Start of ENTRIES PROVIDED

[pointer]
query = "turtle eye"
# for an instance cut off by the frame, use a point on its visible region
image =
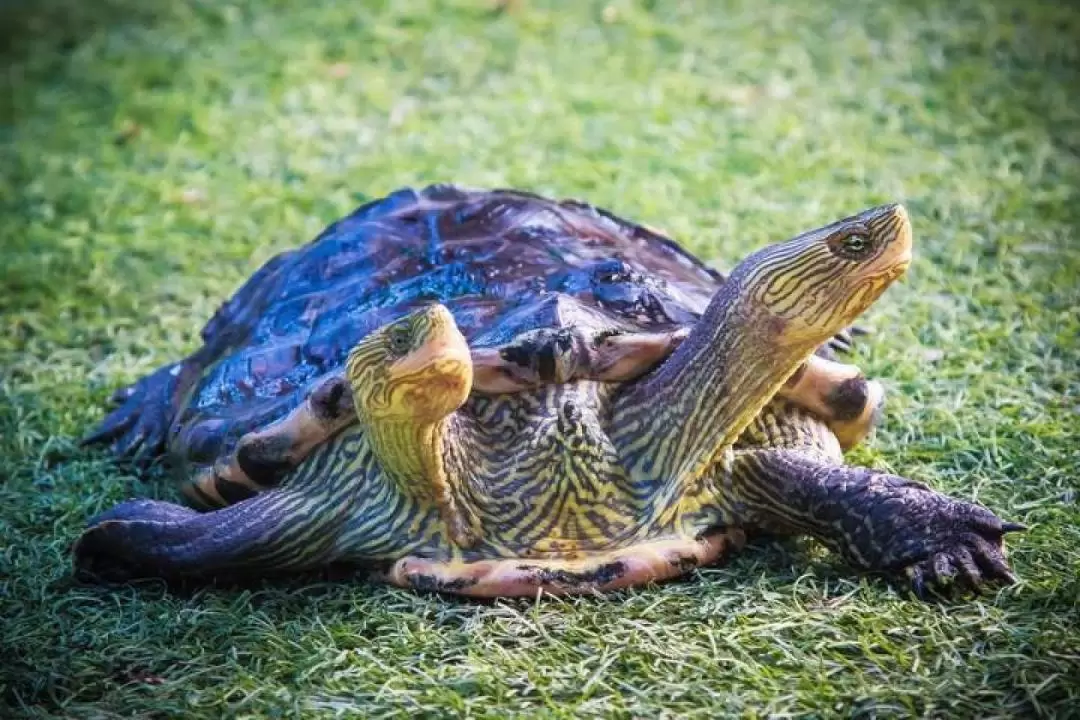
(854, 245)
(401, 340)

End of ENTRIES PROVIDED

▶ _EXERCISE_
Output the lines above verbatim, images excluded.

▶ _ANSWER SPACE_
[pointer]
query = "turtle eye"
# for an instance cut off by the frame, use a point on its visible region
image =
(854, 245)
(401, 340)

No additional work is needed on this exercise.